BEGIN PASSAGE SHOWN

There's one thing almost everyone can agree on when it comes to President-elect Donald Trump and it's that he isn't afraid to ask for what he wants. Trump is now reportedly asking for security clearances for his children, which begs the question: Who can actually get a security clearance, and is Trump's request even feasible? On Monday, CBS News reported that the Trump transition team had reportedly inquired with the White House about the security clearances for the three elder Trump children, all of whom were essential advisors throughout his campaign. There are nepotism clauses that prevent Trump from appointing his children, Ivanka, Donald Jr., or Eric, to a position in his administration, but apparently he wants them in on as much information as possible. (The real question is, does he want 10-year-old Barron to help him do his national security homework, too?)

To get a clearance, individuals have to go through a questionnaire called the Standard Form 86, Questionnaire for National Security Positions (along with a bunch of other forms, no doubt) and a background check. But again, applicants also have to be employees of the State Department. Trump's children will not be. In fact, there is word they will take over running the Trump Foundation and the family's various business interests.

That alone is a call for some checks and balances when it comes to conflicts of interest. They should first pass the sniff test on that regard before they get access to any binders of information about the United States' dealings abroad.

END PASSAGE SHOWN

● **DIRECTIONS**
Please return, word for word, the part of the security clearance passage above between "There's one thing" and "security homework, too?)", inclusive.

BEGIN RECORD EXCERPTS

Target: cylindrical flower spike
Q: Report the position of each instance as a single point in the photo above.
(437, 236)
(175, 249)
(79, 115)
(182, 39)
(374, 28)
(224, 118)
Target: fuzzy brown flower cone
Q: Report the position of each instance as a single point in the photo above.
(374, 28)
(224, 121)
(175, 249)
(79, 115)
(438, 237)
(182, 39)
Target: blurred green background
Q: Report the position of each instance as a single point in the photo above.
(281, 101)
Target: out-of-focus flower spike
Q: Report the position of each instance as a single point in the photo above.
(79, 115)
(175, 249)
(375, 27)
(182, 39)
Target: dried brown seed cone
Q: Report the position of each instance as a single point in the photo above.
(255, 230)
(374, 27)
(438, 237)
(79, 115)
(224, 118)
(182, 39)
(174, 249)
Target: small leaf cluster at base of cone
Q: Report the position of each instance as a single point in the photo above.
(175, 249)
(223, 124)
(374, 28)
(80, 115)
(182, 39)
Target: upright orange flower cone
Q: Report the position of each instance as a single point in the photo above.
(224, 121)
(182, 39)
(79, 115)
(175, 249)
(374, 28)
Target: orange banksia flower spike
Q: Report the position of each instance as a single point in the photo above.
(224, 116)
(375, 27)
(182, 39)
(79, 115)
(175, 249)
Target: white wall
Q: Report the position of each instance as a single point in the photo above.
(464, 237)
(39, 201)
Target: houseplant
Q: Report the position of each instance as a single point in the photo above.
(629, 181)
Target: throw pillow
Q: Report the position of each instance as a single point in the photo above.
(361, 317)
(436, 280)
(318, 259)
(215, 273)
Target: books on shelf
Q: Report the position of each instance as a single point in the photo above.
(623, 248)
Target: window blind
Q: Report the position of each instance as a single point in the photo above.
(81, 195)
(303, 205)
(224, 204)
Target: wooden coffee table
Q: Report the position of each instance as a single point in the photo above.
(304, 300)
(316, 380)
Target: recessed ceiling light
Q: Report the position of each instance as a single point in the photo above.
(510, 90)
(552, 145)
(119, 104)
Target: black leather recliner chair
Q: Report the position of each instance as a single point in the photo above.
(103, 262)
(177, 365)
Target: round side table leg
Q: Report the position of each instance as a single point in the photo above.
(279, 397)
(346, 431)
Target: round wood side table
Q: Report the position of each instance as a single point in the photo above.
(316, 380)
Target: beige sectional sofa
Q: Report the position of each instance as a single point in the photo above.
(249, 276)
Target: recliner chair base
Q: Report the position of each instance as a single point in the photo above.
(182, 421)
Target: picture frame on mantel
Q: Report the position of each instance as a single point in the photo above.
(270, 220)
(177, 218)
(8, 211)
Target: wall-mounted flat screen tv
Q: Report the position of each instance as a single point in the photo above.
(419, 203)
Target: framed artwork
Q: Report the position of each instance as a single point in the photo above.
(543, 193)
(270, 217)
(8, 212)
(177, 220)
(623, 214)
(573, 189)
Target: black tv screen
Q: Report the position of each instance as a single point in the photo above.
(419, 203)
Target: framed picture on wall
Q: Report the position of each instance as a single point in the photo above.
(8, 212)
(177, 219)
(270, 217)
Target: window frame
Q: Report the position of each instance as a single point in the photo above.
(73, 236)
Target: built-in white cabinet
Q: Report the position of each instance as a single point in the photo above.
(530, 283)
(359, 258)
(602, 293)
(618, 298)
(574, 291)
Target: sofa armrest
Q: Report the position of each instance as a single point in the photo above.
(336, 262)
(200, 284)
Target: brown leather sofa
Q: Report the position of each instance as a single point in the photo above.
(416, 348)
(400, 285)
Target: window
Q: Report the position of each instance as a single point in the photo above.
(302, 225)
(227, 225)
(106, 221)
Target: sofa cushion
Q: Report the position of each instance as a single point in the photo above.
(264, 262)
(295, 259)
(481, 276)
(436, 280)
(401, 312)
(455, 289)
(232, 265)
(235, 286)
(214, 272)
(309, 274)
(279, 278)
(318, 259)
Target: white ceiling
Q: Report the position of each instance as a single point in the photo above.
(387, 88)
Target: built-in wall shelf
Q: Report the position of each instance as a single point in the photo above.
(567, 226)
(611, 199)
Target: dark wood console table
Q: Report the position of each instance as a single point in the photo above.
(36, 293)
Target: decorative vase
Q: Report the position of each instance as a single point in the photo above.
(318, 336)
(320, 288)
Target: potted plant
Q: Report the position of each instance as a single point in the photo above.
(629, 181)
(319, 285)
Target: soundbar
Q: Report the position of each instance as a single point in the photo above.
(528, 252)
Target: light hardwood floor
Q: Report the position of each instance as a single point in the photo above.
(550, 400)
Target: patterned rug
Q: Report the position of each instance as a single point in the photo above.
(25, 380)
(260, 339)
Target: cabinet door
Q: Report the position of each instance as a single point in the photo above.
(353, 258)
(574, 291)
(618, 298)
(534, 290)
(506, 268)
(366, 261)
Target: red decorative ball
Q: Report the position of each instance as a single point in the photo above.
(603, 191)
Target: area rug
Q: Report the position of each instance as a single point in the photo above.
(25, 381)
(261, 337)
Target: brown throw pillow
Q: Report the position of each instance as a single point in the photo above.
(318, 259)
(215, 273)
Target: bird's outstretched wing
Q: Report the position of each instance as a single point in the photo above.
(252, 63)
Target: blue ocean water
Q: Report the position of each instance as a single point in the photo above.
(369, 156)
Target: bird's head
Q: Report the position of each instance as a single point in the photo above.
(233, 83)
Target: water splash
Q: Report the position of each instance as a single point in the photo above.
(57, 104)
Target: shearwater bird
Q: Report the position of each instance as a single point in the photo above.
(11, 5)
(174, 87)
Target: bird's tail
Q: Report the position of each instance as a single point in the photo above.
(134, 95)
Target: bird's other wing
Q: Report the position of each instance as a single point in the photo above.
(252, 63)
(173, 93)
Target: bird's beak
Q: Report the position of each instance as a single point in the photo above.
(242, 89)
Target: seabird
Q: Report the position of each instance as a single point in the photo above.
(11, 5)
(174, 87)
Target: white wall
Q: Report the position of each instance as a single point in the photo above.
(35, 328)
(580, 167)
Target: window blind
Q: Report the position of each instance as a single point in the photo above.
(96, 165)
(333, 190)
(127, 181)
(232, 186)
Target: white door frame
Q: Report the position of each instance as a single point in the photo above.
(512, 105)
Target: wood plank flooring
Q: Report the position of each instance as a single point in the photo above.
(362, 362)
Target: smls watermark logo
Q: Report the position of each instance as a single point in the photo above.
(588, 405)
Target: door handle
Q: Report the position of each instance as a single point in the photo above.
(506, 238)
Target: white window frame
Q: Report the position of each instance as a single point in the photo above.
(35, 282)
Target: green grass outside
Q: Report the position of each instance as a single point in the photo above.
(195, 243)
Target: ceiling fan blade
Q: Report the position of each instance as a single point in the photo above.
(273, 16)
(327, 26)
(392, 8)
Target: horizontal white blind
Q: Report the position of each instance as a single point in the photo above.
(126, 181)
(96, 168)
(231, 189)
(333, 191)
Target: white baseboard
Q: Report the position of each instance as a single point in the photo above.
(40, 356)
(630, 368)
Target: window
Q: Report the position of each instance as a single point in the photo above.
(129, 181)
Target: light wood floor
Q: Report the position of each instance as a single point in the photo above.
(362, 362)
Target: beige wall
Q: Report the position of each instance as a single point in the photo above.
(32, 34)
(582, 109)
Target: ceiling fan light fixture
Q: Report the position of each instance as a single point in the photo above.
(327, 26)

END RECORD EXCERPTS

● **SOLUTION FOR THIS EXERCISE**
There's one thing almost everyone can agree on when it comes to President-elect Donald Trump and it's that he isn't afraid to ask for what he wants. Trump is now reportedly asking for security clearances for his children, which begs the question: Who can actually get a security clearance, and is Trump's request even feasible? On Monday, CBS News reported that the Trump transition team had reportedly inquired with the White House about the security clearances for the three elder Trump children, all of whom were essential advisors throughout his campaign. There are nepotism clauses that prevent Trump from appointing his children, Ivanka, Donald Jr., or Eric, to a position in his administration, but apparently he wants them in on as much information as possible. (The real question is, does he want 10-year-old Barron to help him do his national security homework, too?)